A Casa Branca anunciou ontem que, a partir de 2026 e de forma pontual, os Estados Unidos enviarão um novo armamento para a Alemanha — o que permitirá ataques a distâncias maiores do que com os sistemas americanos instalados atualmente na Europa. Nesta quinta, o chefe do governo alemão, Olaf Scholz, defendeu a decisão diante do crescente temor de uma nova corrida armamentista em seu país.
De drones de papelão a mísseis de longo alcance: as novas armas projetadas pela Ucrânia miram a Rússia
A medida, que marca o retorno dos mísseis de cruzeiro americanos à Alemanha após uma ausência de 20 anos, no entanto, gerou críticas até mesmo no Partido Social-Democrata (SPD) de Scholz. O chanceler alemão afirmou, à margem da cúpula da Otan em Washington, nos Estados Unidos, que se trata de uma decisão “necessária e importante”, tomada “no momento adequado” e que “garante a paz”.
O ministro da Defesa alemão, Boris Pistorius, declarou que a decisão preenche uma lacuna nas capacidades de seu país, que carece de mísseis de longo alcance capazes de serem lançados de terra. Apesar disso, o anúncio provocou indignação na Alemanha, onde a presença de mísseis americanos traz dolorosas lembranças da Guerra Fria. Ralf Stegner, deputado do SPD de Scholz, disse ao grupo de mídia Funke que isso poderia estar dando início a uma nova “corrida armamentista”.
— Isso não tornará o mundo mais seguro. Pelo contrário, estamos entrando em uma espiral na qual o mundo se tornará cada vez mais perigoso — advertiu o deputado.
Sahra Wagenknecht, uma figura destacada da esquerda alemã, afirmou ao semanário Spiegel que o envio de mísseis americanos “aumenta o perigo de que a própria Alemanha se torne um teatro de guerra”.
‘Séria ameaça’
Também nesta quinta-feira, o Kremlin anunciou que a Rússia avalia medidas para “contra-atacar a séria ameaça” da Otan. O comunicado foi feito após a cúpula da aliança ocidental anunciar, na quarta-feira, que o reconhecimento da adesão de Kiev ao grupo militar tomou “um caminho irreversível”. Peskov disse que Moscou analisa “com muito cuidado” as decisões que foram tomadas durante a reunião nos EUA, afirmando que esta é “uma ameaça muito séria para a segurança nacional”
------
Escreva a continuação da notícia sobre o envio de mísseis americanos à Alemanha, começando logo depois da última frase do trecho.

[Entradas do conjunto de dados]
------
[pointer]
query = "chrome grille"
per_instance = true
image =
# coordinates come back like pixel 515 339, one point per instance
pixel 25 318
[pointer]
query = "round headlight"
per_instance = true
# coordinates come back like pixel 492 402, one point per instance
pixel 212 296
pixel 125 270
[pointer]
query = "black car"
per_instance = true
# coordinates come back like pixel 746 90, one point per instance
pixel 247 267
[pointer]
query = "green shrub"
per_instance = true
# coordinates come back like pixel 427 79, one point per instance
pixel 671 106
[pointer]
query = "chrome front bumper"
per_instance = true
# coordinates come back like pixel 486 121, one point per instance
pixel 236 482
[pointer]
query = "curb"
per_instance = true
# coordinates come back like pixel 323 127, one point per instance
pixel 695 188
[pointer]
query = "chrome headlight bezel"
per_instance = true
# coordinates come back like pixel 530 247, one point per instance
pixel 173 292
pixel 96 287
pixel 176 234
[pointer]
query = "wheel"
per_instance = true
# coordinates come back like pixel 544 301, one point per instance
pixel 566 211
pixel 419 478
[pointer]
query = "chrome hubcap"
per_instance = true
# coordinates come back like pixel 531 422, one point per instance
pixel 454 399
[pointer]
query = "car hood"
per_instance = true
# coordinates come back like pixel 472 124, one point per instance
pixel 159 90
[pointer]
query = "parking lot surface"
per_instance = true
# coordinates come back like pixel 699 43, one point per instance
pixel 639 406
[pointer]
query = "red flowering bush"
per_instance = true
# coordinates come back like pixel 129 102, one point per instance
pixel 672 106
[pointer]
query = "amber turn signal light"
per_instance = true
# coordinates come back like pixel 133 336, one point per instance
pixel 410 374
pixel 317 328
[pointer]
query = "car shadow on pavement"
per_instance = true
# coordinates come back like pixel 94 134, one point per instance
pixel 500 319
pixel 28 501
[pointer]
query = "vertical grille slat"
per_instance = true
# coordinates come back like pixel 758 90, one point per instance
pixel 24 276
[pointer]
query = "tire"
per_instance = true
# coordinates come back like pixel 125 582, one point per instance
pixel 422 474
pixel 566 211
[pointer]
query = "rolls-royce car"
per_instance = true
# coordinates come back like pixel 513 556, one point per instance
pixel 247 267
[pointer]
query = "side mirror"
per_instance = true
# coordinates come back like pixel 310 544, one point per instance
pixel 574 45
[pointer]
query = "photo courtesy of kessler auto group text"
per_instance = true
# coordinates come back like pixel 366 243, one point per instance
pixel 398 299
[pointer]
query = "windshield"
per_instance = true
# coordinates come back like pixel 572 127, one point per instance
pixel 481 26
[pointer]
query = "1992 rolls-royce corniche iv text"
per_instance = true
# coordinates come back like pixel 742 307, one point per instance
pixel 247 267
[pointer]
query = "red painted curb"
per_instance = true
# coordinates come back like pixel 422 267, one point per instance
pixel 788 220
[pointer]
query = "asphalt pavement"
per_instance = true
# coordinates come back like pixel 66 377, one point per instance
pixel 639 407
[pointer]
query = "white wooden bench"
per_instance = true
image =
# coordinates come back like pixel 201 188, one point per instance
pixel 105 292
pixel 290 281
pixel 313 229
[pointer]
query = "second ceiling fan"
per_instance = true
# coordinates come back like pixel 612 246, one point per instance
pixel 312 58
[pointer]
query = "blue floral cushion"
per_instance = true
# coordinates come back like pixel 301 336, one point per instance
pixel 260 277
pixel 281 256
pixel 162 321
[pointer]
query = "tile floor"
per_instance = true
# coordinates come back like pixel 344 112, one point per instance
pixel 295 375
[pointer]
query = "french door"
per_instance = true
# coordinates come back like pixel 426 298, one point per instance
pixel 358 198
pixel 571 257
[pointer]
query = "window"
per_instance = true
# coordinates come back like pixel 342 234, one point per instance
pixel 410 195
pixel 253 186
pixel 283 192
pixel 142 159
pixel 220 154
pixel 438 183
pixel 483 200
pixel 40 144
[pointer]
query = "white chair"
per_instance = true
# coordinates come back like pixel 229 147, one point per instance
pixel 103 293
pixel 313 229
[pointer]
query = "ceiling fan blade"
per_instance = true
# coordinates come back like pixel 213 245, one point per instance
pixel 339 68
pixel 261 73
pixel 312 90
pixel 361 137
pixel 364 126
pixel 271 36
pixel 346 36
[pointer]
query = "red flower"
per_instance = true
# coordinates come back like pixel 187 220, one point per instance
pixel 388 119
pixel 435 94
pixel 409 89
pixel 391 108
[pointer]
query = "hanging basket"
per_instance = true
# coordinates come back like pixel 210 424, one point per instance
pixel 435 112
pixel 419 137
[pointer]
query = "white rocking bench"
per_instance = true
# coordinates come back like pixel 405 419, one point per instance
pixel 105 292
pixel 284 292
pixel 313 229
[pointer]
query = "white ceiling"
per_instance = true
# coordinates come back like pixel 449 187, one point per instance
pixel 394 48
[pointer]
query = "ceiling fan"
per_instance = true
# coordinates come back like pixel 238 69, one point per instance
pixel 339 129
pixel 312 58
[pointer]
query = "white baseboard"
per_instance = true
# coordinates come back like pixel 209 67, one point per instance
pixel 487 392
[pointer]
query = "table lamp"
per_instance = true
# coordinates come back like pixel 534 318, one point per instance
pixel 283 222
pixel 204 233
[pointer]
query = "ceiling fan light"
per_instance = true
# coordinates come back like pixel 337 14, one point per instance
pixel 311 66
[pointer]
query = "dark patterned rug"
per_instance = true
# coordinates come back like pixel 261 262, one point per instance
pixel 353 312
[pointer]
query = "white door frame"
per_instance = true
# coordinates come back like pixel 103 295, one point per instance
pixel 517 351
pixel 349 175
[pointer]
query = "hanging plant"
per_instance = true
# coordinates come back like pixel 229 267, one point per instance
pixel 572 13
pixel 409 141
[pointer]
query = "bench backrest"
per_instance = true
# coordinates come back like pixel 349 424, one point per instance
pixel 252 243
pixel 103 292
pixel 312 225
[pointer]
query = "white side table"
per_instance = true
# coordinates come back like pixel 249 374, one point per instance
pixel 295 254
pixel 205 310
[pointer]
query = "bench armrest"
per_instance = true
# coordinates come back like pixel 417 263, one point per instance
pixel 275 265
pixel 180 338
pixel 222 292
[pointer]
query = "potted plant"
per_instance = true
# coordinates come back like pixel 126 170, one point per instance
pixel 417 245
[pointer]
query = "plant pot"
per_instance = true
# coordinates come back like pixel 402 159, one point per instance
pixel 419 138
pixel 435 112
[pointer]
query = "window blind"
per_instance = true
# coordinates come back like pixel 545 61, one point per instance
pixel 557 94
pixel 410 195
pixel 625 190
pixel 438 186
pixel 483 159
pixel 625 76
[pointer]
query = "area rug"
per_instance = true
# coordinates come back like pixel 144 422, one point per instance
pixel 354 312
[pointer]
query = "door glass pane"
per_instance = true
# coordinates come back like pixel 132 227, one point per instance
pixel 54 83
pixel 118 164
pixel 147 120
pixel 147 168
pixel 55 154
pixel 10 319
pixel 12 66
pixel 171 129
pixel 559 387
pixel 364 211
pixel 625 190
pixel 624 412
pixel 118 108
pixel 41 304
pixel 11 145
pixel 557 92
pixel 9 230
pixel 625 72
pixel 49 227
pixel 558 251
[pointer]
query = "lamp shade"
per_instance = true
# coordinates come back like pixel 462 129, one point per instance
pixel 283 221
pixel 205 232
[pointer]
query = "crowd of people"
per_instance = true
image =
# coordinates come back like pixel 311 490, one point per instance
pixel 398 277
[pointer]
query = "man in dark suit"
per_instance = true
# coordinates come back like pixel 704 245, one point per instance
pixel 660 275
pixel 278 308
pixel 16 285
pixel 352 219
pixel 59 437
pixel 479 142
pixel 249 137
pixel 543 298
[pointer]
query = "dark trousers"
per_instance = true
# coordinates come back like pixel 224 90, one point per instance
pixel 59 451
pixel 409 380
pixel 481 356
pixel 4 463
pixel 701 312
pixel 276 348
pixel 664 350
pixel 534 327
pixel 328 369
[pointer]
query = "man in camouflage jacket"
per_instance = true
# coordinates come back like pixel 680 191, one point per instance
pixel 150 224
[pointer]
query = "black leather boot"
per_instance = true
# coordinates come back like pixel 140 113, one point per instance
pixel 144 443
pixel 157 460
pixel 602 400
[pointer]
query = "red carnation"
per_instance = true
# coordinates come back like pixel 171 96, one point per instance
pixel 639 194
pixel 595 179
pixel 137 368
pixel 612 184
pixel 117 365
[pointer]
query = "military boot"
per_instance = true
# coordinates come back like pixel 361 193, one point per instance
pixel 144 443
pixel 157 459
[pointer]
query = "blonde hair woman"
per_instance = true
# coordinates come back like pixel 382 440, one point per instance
------
## RESULTADO DO EXERCÍCIO
— Isso nos obrigará a adotar medidas estudadas, coordenadas e eficazes para contra-atacar a Otan — ressaltou.
Ao fim do segundo dia da reunião de cúpula de 75 anos da aliança, os aliados da Otan anunciaram uma série de medidas. Um dos principais pontos foi o reforço do apoio à Ucrânia, com a confirmação do envio de caças F-16, baterias de defesa antiaérea e o reconhecimento de que Kiev caminha para ser um país-membro da aliança. O presidente ucraniano, Volodymyr Zelensky, disse estar “confiante” de que a ajuda protegerá “melhor os ucranianos dos brutais ataques russos”.
Zelensky se referia ao ataque contra o maior hospital pediátrico do país, ocorrido na segunda-feira, quando mais de 40 pessoas morreram. Na ocasião, o Exército russo alvejou cinco regiões ucranianas com mísseis de diferentes tipos. O Ministério da Defesa da Rússia disse que os alvos eram postos de defesa da Ucrânia e bases aéreas militares. O órgão negou ter instalações civis como alvo e alegou, sem provas, que o dano em Kiev foi causado por um míssil de defesa aérea ucraniano.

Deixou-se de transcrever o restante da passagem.